Your output should consist of the lines from the first line of the records below through the one with "positive clicks: (569, 198)", exactly, minus the pictures.

********************

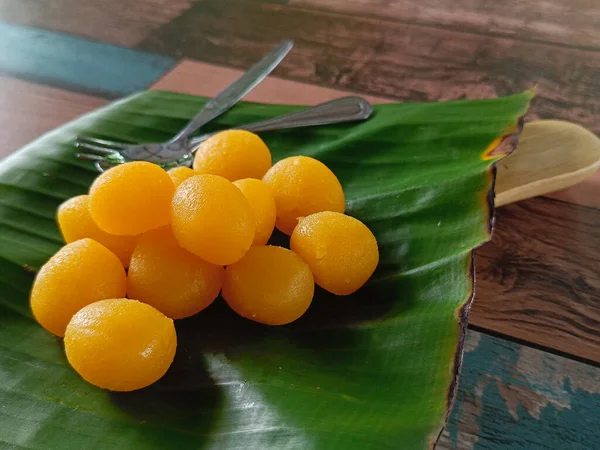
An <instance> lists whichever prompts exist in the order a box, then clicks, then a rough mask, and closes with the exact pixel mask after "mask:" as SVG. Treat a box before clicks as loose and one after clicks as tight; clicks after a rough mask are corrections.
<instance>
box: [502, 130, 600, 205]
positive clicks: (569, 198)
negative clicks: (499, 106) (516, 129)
mask: <svg viewBox="0 0 600 450" xmlns="http://www.w3.org/2000/svg"><path fill="white" fill-rule="evenodd" d="M517 150H518V151H516V152H514V153H513V154H511V155H509V156H508V157H506V158H503V159H502V160H501V161H500V162H499V163H498V165H497V169H498V170H497V176H496V206H501V205H507V204H509V203H515V202H517V201H520V200H523V199H526V198H531V197H534V196H538V195H547V194H548V192H556V191H559V190H561V191H562V192H559V193H556V194H550V195H547V196H549V197H552V198H559V199H562V200H565V201H569V200H571V201H570V203H576V204H578V205H585V206H592V207H595V208H600V171H599V170H598V169H600V139H598V137H597V136H596V135H594V134H593V133H590V132H589V131H588V130H586V129H585V128H583V127H581V126H580V125H577V124H574V123H572V122H565V121H562V120H538V121H536V122H529V123H527V124H526V125H525V127H524V128H523V132H522V133H521V136H520V137H519V146H518V148H517ZM582 181H583V183H582ZM569 186H570V187H571V189H566V190H565V188H567V187H569Z"/></svg>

********************

Answer:
An <instance> lists whichever prompts exist in the order a box, then clicks, then a rough mask, and closes with the exact pixel mask after "mask:" as SVG. Treat a box before clicks as loose and one after clicks as tight; clicks after a rough mask are corrections.
<instance>
box: [502, 130, 600, 205]
positive clicks: (569, 198)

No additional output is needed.